*Provided records*
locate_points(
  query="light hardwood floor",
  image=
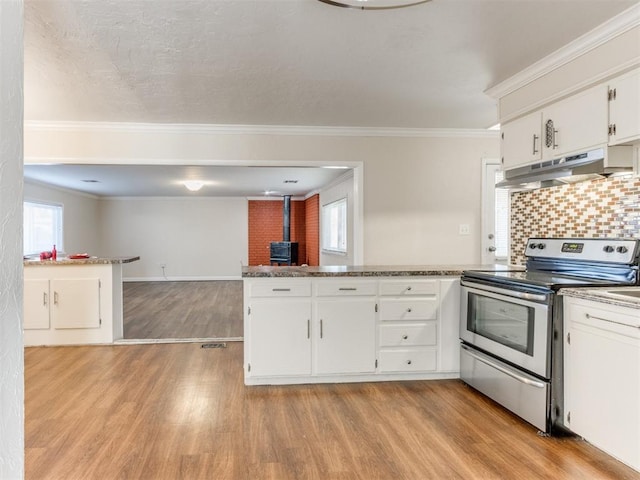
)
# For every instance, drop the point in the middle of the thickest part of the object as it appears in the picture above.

*Problem*
Count the lines in the entries above that contain the word "picture", and reply with only that number.

*Output below*
1